▸ **Quoted passage**

The User agrees to submit its services, offers, agreements, or other collateral to NECA Contractors through NECA ECAP and to cobrand any documents submitted to NECA Contractors with NECA ECAP.

Development Risks

The User understands that all project development efforts are inherently a risky business endeavor and that all NECA ECAP workflows, documents, and services are designed to help the User, but that User is AT RISK for all development work and efforts it undertakes in conjunction with, or by using, NECA ECAP.

Data Risks

The User understands that all web and software based systems are subject to failure, especially data loss and/or theft. User understands and acknowledges that NECA ECAP does not make any warranties, guarantees, or implied protections about the security of its systems and that User is AT RISK for any data loss and/or theft that may result due to User’s use of NECA ECAP.

▸ **Task 1**
Replace "fallow deer" with "red deer" in the entries from the first line to the line with "x=217, y=90", and give those lines back with nothing else changed.

▸ **Data lines**
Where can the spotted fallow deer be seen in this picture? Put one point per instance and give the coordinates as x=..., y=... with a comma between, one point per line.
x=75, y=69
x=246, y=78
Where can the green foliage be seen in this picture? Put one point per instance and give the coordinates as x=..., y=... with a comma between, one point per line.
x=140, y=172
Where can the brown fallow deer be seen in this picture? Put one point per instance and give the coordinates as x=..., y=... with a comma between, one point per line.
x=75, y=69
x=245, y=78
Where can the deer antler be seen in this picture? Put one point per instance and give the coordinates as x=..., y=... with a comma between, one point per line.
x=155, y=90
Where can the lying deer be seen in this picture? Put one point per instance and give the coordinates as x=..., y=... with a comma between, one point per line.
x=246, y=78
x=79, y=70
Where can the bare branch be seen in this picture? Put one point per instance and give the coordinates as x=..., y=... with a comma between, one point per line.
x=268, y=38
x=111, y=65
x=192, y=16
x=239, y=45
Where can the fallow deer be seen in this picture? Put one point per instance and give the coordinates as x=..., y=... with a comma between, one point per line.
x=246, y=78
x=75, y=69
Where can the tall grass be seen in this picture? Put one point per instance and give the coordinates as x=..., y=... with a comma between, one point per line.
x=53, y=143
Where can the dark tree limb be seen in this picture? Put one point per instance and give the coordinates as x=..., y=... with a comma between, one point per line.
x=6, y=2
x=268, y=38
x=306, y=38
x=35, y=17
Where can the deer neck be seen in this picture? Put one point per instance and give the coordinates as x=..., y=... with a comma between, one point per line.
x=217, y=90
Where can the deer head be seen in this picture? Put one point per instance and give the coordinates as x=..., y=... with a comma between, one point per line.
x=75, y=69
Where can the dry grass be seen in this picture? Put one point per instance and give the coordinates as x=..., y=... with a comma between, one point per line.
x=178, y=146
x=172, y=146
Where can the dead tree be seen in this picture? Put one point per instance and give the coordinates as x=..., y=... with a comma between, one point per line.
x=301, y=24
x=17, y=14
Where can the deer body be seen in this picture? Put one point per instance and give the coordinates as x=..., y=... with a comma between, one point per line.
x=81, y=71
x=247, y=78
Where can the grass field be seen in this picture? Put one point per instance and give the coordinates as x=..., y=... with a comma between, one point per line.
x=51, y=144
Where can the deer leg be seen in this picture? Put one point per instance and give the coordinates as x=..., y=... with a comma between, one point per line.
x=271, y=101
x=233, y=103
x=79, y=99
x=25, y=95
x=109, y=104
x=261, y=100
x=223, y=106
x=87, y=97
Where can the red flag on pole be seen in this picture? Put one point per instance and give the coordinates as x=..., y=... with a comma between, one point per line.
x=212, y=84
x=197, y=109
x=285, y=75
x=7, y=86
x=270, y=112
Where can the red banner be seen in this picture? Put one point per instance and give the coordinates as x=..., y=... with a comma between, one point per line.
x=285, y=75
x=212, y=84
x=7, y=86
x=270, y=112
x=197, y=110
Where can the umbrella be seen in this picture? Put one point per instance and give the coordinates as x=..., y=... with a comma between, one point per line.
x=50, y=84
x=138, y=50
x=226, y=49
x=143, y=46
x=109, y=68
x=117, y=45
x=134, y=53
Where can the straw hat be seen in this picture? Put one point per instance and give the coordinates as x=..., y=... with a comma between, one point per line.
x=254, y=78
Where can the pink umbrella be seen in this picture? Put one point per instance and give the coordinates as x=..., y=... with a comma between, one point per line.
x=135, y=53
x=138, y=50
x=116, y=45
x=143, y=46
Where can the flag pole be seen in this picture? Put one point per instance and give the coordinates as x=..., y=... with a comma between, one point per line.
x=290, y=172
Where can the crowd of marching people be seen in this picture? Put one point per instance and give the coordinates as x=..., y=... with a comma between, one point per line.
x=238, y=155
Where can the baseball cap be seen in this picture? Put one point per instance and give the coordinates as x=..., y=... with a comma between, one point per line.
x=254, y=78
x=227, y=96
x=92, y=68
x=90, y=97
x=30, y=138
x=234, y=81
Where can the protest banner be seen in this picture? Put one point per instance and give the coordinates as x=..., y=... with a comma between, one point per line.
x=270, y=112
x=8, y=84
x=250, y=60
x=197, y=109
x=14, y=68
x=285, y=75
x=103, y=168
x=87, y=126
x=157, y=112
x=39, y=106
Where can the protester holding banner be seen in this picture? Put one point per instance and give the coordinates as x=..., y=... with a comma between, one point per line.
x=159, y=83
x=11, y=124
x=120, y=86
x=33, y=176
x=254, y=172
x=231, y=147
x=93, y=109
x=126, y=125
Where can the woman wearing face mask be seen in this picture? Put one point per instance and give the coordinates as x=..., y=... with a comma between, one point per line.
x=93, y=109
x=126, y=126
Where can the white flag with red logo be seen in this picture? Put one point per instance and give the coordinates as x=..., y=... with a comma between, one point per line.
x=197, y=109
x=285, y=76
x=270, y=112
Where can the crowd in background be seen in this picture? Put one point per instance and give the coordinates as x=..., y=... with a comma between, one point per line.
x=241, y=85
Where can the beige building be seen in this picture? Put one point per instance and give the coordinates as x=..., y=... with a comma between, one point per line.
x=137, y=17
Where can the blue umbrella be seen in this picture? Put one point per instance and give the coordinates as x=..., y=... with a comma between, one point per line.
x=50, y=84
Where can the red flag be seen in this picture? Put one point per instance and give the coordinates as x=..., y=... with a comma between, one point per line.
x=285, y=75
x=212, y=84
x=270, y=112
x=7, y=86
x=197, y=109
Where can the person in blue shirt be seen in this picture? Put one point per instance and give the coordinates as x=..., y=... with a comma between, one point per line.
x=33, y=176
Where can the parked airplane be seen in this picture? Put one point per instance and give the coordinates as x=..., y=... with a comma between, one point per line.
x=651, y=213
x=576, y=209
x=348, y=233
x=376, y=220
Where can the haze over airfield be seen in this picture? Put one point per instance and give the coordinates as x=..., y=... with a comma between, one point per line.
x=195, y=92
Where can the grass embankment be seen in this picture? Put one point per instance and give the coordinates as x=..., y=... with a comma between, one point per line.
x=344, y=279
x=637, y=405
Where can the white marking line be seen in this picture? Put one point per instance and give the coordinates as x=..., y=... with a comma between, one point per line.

▸ **Task 2**
Continue the NECA ECAP user terms after their last sentence.

▸ **Exercise result 1**
Where can the spotted red deer be seen in this picture? Put one point per instance and give the coordinates as x=..., y=... with a comma between, one point per line.
x=75, y=69
x=246, y=78
Where can the green foliage be seen in this picture? Put one point per instance and give the coordinates as x=..., y=... with a comma between, one point per line.
x=140, y=172
Where can the brown red deer be seen in this picture? Put one point per instance and give the coordinates as x=..., y=... with a comma between, one point per line.
x=75, y=69
x=245, y=78
Where can the deer antler be seen in this picture? Put one point per instance and give the coordinates as x=..., y=... with a comma between, one point per line.
x=155, y=90
Where can the lying deer be seen in this picture? Put one point per instance and give the coordinates as x=..., y=... with a comma between, one point per line.
x=246, y=78
x=79, y=70
Where can the bare branch be seen in this picture? Put one point per instance and give the coordinates as x=..., y=... with a comma between, one point per line.
x=268, y=38
x=111, y=65
x=192, y=16
x=239, y=45
Where can the red deer be seen in this picture? Put one point per instance and give the coordinates as x=..., y=... with a comma between, one point per line.
x=246, y=78
x=75, y=69
Where can the tall grass be seen in this picture? Put one point per instance and give the coordinates as x=..., y=... with a comma between, one point per line.
x=53, y=143
Where can the dark tree limb be seen in this picture? Put one point per instance and give the coordinates as x=..., y=... with a comma between, one point per line.
x=6, y=2
x=268, y=38
x=306, y=38
x=35, y=17
Where can the deer neck be seen in this picture? Put one point per instance and give the coordinates as x=..., y=... with a comma between, one point per line.
x=217, y=90

▸ **Exercise result 2**
Accuracy of Information and Credentials

User is legally responsible for all information uploaded or provided in connection with your use of the Services accessed through NECA ECAP (“CREDENTIALS”). NECA ECAP is not responsible for your CREDENTIALS. User hereby grants NECA ECAP a worldwide, royalty-free, non-exclusive license to host and use the CREDENTIALS in order to provide the User with the Services and hereby represents and warrants that the User has all the rights necessary to grant us such license. User is responsible for any and all CREDENTIALS that may be lost or unrecoverable through your use of the Services. User is encouraged to archive your CREDENTIALS regularly and frequently. NECA ECAP may, but has no obligation to, monitor CREDENTIALS provided through the Platform or by using our Services. We may disclose any and all information necessary or appropriate to satisfy our legal obligations, protect NECA ECAP or its customers, or operate the Services properly.

User IS SOLELY RESPONSIBLE FOR THE ACCURACY AND APPROPRIATENESS OF ALL DATA AND CREDENTIALS UPLOADED OR PROVIDED TO NECA ECAP. NECA ECAP AND/OR ITS AFFILIATES WILL NOT BE HELD RESPONSIBLE FOR INACCURATE INFORMATION AND ANY AND ALL POTENTIAL DAMAGES CAUSED BY SUCH INACCURACIES.



Lawful Use

User will not use the Services or Materials for any and all unlawful purposes or to conduct any and all unlawful activity, including, but not limited to, fraud, embezzlement, money laundering or insider trading.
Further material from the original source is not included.